Saturday, October 4, 2008

Goal 1: Control the Universe

The 1992 graduate asked me who I worked for, and when I told her she scrunched up her face in disgust. I smiled and said "yes."

"Maybe he's changed." She said.

"He hasn't. The person who told me I should work for him got fired the year I joined."

"That was the same thing that happened to my friend who worked for him." she said.


Now in my third year, my boss is not the problem. He isn't going to fire me, because right now, I am more valuable to him than he is to me. On top of that, I have learned how to deal with him. I don't stress out about group meetings or seeing him.

The problem is now internal and personal. Personal because my house is a mess, and I have to study organic on my down time rather than clean my house. Internal because I feel like I haven't done anything worthwhile in the past 2.25 years.

I know it isn't true. I have a paper published in a journal where "only experts in the field" publish. I won a teaching award. I have led the revival of my Women In Science group for the past year growing our membership from 5 to 45. I passed my oral exam and all of my PhD qualifiers.

Excerpts from point annotation lines:
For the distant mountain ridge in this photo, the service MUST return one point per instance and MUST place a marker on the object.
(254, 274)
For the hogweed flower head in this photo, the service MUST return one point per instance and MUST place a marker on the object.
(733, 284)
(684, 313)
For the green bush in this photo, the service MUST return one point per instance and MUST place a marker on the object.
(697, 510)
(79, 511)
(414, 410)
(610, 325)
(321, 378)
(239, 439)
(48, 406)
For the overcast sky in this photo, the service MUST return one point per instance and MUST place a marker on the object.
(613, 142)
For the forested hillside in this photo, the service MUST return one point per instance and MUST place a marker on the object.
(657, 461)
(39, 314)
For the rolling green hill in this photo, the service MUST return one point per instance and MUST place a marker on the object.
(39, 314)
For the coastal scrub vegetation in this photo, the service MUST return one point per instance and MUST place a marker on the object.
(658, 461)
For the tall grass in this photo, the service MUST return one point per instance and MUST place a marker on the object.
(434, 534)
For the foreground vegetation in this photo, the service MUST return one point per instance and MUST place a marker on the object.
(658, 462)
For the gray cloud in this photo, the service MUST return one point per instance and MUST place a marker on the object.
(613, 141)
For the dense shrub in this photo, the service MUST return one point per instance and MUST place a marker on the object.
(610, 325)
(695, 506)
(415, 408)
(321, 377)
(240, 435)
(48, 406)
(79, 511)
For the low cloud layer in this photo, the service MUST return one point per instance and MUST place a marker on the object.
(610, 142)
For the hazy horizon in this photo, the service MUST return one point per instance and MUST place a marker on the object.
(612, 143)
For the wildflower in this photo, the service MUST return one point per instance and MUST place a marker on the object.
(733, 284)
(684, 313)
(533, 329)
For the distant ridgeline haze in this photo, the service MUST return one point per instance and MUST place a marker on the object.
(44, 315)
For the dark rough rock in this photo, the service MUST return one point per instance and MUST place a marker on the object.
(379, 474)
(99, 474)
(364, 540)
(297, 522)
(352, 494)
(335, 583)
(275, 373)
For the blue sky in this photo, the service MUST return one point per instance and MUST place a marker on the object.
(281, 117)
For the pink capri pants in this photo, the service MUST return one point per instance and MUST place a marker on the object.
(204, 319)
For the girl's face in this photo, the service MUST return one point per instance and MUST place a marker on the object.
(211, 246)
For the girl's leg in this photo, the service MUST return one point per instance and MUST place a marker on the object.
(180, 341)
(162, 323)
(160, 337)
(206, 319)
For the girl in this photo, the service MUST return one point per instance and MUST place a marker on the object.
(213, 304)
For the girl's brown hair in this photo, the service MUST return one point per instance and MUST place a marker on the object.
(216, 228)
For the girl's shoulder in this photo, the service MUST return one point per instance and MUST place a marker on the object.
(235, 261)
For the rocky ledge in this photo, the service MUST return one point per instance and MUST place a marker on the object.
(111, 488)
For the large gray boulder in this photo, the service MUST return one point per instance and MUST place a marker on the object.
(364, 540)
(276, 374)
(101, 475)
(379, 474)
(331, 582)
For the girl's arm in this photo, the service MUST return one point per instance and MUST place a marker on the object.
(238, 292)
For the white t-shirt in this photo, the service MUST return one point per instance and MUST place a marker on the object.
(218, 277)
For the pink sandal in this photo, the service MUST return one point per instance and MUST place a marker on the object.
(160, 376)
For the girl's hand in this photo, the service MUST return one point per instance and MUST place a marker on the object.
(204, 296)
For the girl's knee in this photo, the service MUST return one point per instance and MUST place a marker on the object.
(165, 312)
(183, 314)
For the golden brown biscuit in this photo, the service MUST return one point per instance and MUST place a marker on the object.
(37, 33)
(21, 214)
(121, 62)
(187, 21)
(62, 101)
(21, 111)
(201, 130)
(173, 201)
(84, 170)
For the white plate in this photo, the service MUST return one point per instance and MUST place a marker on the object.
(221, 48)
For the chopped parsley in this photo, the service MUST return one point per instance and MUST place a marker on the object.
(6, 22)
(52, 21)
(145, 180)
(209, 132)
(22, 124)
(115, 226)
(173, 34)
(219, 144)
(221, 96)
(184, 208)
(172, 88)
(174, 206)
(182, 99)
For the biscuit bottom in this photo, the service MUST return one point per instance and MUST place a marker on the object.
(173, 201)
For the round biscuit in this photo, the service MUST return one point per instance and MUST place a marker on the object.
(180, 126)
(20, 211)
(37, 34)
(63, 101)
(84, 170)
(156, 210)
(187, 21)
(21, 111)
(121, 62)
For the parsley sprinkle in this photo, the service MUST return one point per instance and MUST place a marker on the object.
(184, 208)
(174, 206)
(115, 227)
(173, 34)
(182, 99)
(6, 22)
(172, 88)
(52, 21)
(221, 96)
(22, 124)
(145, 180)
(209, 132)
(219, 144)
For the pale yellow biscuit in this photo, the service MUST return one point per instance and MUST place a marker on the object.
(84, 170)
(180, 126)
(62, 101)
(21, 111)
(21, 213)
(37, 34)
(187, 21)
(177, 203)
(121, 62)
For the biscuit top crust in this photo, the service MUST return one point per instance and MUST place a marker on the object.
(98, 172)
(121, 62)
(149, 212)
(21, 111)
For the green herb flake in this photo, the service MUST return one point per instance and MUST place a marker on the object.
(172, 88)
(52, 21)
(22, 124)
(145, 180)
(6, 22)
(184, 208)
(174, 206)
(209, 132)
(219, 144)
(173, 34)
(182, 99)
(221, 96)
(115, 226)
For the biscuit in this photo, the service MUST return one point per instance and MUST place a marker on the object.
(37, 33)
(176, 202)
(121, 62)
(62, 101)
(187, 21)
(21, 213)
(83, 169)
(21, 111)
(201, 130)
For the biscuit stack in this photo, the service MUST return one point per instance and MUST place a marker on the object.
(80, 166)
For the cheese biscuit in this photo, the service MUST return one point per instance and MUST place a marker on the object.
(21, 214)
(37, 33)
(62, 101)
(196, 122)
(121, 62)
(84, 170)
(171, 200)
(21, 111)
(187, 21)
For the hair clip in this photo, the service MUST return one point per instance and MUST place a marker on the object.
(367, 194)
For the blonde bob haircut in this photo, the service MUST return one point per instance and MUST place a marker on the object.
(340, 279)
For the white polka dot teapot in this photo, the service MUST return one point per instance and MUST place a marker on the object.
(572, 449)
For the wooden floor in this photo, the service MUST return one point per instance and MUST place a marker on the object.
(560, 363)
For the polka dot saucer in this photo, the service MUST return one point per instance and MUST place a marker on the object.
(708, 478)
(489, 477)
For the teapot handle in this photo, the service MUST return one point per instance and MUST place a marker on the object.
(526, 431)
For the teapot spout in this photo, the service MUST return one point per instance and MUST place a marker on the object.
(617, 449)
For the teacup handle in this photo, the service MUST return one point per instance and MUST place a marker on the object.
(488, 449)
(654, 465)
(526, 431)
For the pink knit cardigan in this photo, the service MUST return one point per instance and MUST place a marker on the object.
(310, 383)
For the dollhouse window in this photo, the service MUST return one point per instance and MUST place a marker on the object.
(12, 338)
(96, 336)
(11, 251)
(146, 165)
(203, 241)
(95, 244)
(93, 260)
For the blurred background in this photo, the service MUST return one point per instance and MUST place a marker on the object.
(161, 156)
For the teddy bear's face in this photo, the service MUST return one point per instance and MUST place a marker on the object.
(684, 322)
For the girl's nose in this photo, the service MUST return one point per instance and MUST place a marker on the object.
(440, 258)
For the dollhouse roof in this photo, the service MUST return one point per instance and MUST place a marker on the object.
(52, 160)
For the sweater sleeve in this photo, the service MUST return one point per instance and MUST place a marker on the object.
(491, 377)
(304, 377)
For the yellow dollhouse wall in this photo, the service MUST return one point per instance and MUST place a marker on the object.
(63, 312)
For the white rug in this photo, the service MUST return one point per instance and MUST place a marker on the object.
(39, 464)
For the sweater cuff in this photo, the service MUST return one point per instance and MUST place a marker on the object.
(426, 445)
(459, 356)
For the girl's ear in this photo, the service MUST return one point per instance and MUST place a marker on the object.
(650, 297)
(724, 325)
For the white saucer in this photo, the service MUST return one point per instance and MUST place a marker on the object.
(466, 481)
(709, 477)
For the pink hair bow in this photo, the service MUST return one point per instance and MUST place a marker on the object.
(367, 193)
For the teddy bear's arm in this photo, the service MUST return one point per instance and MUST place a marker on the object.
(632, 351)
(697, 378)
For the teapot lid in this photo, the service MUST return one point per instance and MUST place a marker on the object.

» **Complete the following**
1: Copy out the part of the blog post about graduate school starting at "Goal 1: Control" and ending at "past 2.25 years.".
2: Answer these from the blog post about graduate school:
(a) In what year did the graduate who asked about the writer's boss graduate?
(b) What year of the program is the writer in now?
(c) From what number to what number did the Women In Science group's membership grow?
3: Pick up the blog post about graduate school after its last sentence and keep writing it.

» **Task responses**
1:
Goal 1: Control the Universe

The 1992 graduate asked me who I worked for, and when I told her she scrunched up her face in disgust. I smiled and said "yes."

"Maybe he's changed." She said.

"He hasn't. The person who told me I should work for him got fired the year I joined."

"That was the same thing that happened to my friend who worked for him." she said.


Now in my third year, my boss is not the problem. He isn't going to fire me, because right now, I am more valuable to him than he is to me. On top of that, I have learned how to deal with him. I don't stress out about group meetings or seeing him.

The problem is now internal and personal. Personal because my house is a mess, and I have to study organic on my down time rather than clean my house. Internal because I feel like I haven't done anything worthwhile in the past 2.25 years.

2:
(a) 1992
(b) The third year
(c) From 5 to 45

3:
But I have not made a scientific contribution to my field. In reality this is mostly because of (1) choosing to work for an older advisor who has had several bad ideas that I had to entertain. and (2) bad luck, old instruments, lack of funding. I am certain that I am not alone in my current status of lack of contribution. A professor I respect got his whole thesis out of the last 6 months of the 6 years it took him to get a PhD. In fact, most people I know (haven't/hadn't) done anything worthwhile (at this point in their PhD education.) I guess I feel frustrated because Katu, a friend that I respect, HAS done worthwhile work.

To further Analyse the situation:
  • Katu works longer hours than me, and she probably works harder than me 85% of the time
  • Katu works for a young professor who has good ideas
  • Katu does not have a paper in the esteemed journal that I have one in
  • Katu hasn't led the Women In Science group
  • Katu hasn't won a teaching award
  • Katu has passed her PhD qualifiers
  • Katu doesn't exercise regularly or have dogs
I guess I am only bothered because she is further along in getting the degree, but she is not further along in being the total person that I want to be.

I ask myself: Would I trade my accomplishments for Katu's? The answer is no. I just want it all. And that brings us to the truth: that you really can't have it all. Life is a trade off, and with each thing we choose we discard a different choice.

So I guess the answer is: focus on the positive. I am the person that I want to be except for the fact that I'm not omnipotent.


Peacebone said...

I am constantly reminded of the reasons I love you, Fermi.

Fermi said...

Thanks. It was good to talk to you today, peaches. We should start a crusade against the bitches in the parking office.

Skuh said...

I really enjoyed this post, Fermi.
I mean: "I am the person that I want to be except for the fact that I'm not omnipotent." That's gold, right there.

Fermi said...


Omnipotence bothers me a great deal.

And now that I think of it:

Impotent is only 2 letters short of Omnipotent. That should be McCain's new campaign slogan. :)

Maru said...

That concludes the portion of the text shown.